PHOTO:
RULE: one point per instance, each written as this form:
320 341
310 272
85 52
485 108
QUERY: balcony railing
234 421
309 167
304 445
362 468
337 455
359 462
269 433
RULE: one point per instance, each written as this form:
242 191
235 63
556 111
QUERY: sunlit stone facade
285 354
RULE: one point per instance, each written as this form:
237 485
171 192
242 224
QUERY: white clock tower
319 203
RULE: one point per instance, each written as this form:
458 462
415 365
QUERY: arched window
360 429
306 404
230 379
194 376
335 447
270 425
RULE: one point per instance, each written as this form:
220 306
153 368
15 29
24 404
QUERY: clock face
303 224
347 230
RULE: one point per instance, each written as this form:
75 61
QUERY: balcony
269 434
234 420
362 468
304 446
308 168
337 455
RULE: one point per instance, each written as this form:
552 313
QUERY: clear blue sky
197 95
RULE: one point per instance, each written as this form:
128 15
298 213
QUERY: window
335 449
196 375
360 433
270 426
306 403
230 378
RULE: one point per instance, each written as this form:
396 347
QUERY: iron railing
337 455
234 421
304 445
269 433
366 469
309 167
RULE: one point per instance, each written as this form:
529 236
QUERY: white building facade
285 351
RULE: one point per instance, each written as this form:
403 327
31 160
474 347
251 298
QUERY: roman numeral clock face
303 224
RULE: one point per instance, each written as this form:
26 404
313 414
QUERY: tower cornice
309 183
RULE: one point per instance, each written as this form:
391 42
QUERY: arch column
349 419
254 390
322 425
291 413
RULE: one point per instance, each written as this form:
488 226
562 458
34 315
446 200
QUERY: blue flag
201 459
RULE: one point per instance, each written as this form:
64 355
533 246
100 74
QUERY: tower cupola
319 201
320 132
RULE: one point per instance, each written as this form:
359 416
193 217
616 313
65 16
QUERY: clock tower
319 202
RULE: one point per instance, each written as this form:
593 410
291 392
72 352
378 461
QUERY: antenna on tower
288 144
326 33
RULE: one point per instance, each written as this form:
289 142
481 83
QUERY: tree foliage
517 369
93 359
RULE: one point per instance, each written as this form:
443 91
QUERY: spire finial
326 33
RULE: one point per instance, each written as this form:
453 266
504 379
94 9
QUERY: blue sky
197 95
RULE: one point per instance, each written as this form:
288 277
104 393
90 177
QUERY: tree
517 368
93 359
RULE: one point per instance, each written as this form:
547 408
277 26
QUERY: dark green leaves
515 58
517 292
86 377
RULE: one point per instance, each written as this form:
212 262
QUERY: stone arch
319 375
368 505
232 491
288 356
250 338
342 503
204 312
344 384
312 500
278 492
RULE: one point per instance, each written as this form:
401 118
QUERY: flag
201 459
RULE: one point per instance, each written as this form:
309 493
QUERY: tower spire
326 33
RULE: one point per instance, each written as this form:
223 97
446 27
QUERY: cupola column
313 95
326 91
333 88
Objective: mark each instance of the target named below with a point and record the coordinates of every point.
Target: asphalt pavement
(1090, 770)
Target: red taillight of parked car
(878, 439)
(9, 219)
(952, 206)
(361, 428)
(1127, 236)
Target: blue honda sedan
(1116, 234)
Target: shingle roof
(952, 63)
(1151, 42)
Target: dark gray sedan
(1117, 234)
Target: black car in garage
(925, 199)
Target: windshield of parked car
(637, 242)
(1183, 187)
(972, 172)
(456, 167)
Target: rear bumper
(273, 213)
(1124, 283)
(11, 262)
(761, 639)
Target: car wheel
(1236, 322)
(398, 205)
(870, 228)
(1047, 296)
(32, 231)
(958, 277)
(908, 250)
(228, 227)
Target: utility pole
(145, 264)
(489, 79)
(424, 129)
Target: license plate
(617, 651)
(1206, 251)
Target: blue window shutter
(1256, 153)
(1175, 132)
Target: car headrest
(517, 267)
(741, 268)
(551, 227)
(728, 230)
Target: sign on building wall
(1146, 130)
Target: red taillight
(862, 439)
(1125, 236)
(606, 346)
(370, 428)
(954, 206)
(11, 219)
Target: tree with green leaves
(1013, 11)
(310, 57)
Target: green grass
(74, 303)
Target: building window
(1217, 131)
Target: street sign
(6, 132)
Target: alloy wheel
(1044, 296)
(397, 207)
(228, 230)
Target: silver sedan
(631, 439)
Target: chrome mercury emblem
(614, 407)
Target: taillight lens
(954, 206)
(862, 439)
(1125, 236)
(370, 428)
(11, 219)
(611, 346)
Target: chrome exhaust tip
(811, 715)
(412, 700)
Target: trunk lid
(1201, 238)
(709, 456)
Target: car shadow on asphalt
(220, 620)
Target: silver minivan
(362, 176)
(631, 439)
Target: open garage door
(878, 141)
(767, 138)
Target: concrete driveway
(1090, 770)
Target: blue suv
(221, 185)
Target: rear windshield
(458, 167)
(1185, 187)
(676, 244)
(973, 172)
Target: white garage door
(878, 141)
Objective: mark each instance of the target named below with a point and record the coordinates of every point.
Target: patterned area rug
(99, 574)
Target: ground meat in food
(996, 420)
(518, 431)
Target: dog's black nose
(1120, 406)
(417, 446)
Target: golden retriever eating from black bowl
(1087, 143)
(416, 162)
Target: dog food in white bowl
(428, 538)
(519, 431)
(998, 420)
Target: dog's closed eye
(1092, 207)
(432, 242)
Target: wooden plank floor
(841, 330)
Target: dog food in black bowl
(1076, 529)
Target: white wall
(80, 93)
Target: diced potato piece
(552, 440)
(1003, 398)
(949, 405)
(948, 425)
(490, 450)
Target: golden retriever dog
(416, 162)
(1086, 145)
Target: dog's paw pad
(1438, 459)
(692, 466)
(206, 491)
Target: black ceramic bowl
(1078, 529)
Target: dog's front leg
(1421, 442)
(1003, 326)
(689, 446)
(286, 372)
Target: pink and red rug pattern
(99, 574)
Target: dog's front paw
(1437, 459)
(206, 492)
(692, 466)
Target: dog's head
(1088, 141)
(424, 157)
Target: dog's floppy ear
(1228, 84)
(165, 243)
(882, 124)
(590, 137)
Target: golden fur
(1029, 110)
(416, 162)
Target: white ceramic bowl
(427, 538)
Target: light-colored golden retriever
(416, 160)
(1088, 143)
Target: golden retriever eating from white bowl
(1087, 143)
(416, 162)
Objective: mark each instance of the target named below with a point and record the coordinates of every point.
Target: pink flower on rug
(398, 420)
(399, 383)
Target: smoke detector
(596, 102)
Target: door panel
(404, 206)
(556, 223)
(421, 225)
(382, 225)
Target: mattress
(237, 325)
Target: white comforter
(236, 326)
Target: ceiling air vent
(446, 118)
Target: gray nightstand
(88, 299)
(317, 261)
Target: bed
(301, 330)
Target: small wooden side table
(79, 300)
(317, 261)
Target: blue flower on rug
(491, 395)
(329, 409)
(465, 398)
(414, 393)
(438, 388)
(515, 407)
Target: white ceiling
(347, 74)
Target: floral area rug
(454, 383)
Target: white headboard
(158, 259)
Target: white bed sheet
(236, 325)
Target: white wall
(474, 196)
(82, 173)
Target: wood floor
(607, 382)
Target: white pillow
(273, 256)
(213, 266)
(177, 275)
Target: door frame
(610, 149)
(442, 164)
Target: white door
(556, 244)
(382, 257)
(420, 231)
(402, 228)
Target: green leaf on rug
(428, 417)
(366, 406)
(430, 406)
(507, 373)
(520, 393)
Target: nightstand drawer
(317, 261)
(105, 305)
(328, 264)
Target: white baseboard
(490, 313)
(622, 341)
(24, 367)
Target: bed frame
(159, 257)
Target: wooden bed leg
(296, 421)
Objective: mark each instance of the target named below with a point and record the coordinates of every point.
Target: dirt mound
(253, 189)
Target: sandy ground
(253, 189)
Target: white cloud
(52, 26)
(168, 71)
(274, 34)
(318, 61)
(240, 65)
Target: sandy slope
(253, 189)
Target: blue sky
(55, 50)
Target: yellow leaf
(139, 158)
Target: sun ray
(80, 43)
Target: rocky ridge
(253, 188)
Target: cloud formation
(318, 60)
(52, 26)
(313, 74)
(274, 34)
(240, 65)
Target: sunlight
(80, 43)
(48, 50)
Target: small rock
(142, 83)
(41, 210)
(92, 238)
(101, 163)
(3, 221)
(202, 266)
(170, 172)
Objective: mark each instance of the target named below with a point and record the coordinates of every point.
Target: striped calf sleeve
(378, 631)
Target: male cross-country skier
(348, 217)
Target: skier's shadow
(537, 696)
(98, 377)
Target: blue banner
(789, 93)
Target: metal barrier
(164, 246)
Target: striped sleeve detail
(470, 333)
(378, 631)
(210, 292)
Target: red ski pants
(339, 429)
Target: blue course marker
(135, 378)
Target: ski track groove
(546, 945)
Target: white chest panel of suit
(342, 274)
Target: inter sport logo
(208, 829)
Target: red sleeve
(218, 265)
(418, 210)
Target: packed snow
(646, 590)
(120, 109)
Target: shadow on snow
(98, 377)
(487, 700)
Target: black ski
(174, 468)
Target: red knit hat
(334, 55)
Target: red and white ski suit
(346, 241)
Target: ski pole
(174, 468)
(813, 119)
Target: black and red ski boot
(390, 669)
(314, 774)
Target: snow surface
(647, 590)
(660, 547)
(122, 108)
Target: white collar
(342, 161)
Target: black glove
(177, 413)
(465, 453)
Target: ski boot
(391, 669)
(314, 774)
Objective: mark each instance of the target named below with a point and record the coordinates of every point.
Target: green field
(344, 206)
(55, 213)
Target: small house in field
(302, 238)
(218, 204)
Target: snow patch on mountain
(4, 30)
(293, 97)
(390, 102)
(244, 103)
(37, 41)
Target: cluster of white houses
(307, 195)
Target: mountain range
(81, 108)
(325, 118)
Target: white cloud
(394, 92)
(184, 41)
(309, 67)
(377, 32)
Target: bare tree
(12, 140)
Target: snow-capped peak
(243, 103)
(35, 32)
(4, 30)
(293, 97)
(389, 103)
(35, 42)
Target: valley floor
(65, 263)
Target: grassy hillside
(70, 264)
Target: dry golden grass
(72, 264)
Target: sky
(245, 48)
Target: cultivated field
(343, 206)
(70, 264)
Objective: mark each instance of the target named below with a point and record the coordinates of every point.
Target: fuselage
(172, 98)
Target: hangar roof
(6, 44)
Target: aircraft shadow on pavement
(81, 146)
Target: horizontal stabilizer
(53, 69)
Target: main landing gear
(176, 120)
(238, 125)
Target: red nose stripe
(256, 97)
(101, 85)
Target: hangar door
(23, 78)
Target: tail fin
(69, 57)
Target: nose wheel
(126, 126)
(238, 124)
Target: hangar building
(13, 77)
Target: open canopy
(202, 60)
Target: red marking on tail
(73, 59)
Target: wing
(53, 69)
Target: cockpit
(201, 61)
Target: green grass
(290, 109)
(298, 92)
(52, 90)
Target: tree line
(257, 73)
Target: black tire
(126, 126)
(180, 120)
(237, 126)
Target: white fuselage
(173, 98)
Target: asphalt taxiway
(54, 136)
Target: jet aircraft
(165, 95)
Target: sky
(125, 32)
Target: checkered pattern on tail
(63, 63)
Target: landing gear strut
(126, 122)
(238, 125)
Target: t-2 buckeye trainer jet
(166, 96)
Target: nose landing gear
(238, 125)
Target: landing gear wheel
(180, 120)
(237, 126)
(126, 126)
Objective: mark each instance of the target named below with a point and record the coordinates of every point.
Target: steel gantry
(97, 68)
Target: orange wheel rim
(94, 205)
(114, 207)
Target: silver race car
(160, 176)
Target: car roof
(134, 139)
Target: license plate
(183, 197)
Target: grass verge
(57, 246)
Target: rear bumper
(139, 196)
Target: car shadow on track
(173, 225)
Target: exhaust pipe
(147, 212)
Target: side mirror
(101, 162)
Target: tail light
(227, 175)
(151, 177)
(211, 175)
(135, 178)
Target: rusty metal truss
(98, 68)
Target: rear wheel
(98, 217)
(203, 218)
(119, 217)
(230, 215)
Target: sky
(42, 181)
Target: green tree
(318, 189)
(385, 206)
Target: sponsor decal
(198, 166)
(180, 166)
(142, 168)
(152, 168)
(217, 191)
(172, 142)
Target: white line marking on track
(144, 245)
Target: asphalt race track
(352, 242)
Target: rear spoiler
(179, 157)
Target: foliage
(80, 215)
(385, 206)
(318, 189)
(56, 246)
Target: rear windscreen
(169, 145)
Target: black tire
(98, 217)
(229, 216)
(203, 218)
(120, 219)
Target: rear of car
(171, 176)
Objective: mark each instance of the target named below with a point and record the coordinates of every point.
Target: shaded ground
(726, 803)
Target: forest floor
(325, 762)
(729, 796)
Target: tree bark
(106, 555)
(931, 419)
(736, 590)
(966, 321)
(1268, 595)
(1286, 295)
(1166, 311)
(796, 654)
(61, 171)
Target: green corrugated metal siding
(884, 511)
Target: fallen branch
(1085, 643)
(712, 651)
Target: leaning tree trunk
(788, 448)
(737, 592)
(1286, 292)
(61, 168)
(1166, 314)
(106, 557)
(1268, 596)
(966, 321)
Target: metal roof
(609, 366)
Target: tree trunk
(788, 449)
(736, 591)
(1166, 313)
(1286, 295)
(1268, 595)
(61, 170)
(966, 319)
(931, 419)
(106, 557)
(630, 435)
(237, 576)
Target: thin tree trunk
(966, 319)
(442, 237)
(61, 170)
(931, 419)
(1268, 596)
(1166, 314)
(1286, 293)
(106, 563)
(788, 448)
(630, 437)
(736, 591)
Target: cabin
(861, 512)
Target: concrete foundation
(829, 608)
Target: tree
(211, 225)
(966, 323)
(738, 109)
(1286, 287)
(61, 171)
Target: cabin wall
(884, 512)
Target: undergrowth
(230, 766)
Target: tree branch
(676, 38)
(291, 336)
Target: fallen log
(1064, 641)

Written problem ->
Repeat only what runs from the line holding "Target: green corrugated metal siding" to the end of the data, keeping every line exactly as written, first and last included.

Solution for this problem ->
Target: green corrugated metal siding
(884, 511)
Target: fallen branch
(1085, 643)
(712, 651)
Target: leaning tree trunk
(788, 448)
(737, 592)
(1286, 292)
(61, 168)
(1166, 314)
(106, 557)
(1268, 596)
(966, 321)
Target: metal roof
(609, 366)
Target: tree trunk
(788, 449)
(736, 591)
(1166, 313)
(1286, 295)
(1268, 595)
(61, 170)
(966, 319)
(931, 419)
(106, 557)
(630, 435)
(237, 576)
Target: thin tree trunk
(966, 319)
(442, 237)
(61, 170)
(931, 419)
(1268, 596)
(1166, 314)
(1286, 293)
(106, 563)
(788, 448)
(630, 437)
(736, 591)
Target: cabin
(861, 512)
Target: concrete foundation
(829, 608)
Target: tree
(211, 225)
(966, 323)
(738, 109)
(1286, 287)
(61, 171)
Target: cabin wall
(884, 512)
Target: undergrowth
(230, 766)
Target: tree branch
(676, 38)
(291, 336)
Target: fallen log
(1064, 641)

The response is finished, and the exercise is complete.